### Collected data
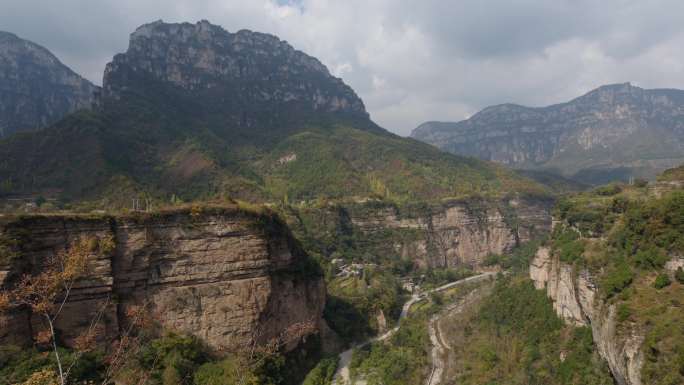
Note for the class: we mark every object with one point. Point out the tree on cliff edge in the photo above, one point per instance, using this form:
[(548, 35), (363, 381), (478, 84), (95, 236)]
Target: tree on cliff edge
[(46, 293)]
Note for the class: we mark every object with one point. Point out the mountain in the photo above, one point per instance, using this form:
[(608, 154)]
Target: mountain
[(192, 111), (613, 132), (36, 89)]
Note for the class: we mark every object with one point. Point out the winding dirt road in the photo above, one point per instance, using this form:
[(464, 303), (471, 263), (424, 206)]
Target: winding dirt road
[(439, 344), (342, 376)]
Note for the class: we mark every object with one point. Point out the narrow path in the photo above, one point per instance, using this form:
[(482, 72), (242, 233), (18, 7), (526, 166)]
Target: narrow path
[(342, 374)]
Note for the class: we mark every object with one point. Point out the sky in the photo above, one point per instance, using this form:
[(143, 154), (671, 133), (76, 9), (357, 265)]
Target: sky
[(410, 60)]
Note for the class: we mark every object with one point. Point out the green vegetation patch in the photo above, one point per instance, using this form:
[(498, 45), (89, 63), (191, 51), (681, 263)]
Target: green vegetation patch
[(515, 337)]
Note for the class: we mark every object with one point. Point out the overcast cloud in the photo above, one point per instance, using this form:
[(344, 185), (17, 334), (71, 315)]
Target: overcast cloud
[(409, 60)]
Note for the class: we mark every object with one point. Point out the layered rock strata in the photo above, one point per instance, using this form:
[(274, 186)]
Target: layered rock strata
[(229, 277), (575, 299)]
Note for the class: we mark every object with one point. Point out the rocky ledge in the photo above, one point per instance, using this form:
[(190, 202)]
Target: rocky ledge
[(229, 276), (575, 298)]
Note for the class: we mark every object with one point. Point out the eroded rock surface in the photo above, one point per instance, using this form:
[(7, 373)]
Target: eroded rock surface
[(219, 275), (575, 299), (613, 132), (36, 89)]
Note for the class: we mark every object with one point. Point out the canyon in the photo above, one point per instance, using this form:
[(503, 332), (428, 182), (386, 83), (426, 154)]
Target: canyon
[(576, 299)]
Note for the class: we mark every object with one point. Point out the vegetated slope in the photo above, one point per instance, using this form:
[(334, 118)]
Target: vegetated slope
[(193, 111), (611, 133), (513, 336), (628, 242), (36, 89)]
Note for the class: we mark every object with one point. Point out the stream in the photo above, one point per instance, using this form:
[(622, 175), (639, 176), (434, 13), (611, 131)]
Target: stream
[(342, 376)]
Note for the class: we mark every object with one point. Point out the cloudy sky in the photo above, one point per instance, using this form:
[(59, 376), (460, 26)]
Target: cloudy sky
[(410, 60)]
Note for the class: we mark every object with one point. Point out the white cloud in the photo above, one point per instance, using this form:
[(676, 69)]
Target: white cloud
[(409, 60)]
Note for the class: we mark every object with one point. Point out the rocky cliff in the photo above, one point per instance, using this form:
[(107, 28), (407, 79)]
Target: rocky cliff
[(36, 89), (228, 276), (612, 132), (449, 234), (256, 68), (575, 299)]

### To do
Reproduce the whole listing with every "Note for the class" replaced by "Reminder for students" and everything else unchanged. Leave the pictures out.

### Answer to the problem
Reminder for students: we mark every object with one point. Point out the tree on cliff edge in the photo above, one point per instance, using this form:
[(548, 35), (363, 381), (478, 84), (95, 236)]
Target: tree on cliff edge
[(46, 293)]
Reminder for students: we mark every object with one point. Point out the mountain in the photo above, one point per instance, using this form:
[(608, 154)]
Target: mountain
[(192, 111), (613, 132), (36, 89)]
Reminder for students: we mark every object with one point. Point out the winding dirt road in the photo above, one point per instance, using this form:
[(464, 303), (471, 263), (424, 206)]
Target: winding dirt road
[(439, 344), (342, 376)]
Reminder for students: we mark every object with one point. Point out the narrow path in the photo above, one point per instance, using this form:
[(482, 72), (242, 233), (18, 7), (526, 166)]
Target: narrow path
[(342, 374)]
Reminder for students: we mark every object with one point. Point out the sky in the photo above, one point per instance, using this form:
[(143, 154), (671, 133), (76, 9), (357, 265)]
Target: sky
[(410, 60)]
Reminder for students: we mark every object with one point. Point out the green vegetation patch in the photo above, one point per instance, using this form:
[(498, 45), (89, 63), (191, 51), (681, 263)]
Target: green vegetation patch
[(515, 337)]
Reminder for students: we mark every object with one point. Point out the overcast cloud in the photo above, one point per instance, using this form:
[(344, 185), (17, 334), (71, 315)]
Target: overcast cloud
[(409, 60)]
Reminder for students: we mark every object with one point. Point out the layered rock strata in the photo above, one point per instance, using this form:
[(274, 186)]
Target: layered rock strata
[(229, 277), (575, 299)]
Reminder for students: we mark every object with one point. Point out the rocky ledge in the photo above, one point per instance, using this form:
[(190, 202)]
Target: rocky ledge
[(229, 276), (575, 298)]
Reminder for students: we mark every object with one point. Point out the eroded rock surface in the photo above, one point per instance, using this form:
[(7, 373)]
Target: eroded rock surface
[(219, 275), (575, 299), (613, 132), (36, 89)]
Reminder for students: we mark every object with one point. Point out the canyon in the photo above, one point per instance, using this form:
[(503, 332), (428, 182), (386, 83), (426, 154)]
Target: canyon
[(576, 299)]
Reminder for students: we mark every object with one point. Point out the vegetated slope in the photo above, one point per instance, using this form:
[(334, 118)]
Target: vegetated slope
[(193, 111), (611, 133), (513, 336), (628, 242), (36, 89)]
Reminder for students: we mark every object with one point. Point out the stream in the photo above, one point per instance, using this form:
[(622, 175), (639, 176), (434, 13), (611, 131)]
Target: stream
[(342, 376)]
Reminder for students: we mark every object with one point. Point out the cloudy sky in the photo above, one point per instance, using this form:
[(59, 376), (460, 26)]
Target: cloudy sky
[(410, 60)]
Reminder for students: we mark every object with one point. Point out the white cloud in the photo above, one point per instance, using this form:
[(676, 69)]
Target: white cloud
[(409, 60)]
Reminder for students: we mark every object with one point. Point out the rocky cliff in the photo above, one point per instance, using this form:
[(107, 28), (407, 79)]
Target: rocky cliff
[(36, 89), (228, 276), (612, 132), (449, 234), (256, 68), (575, 299)]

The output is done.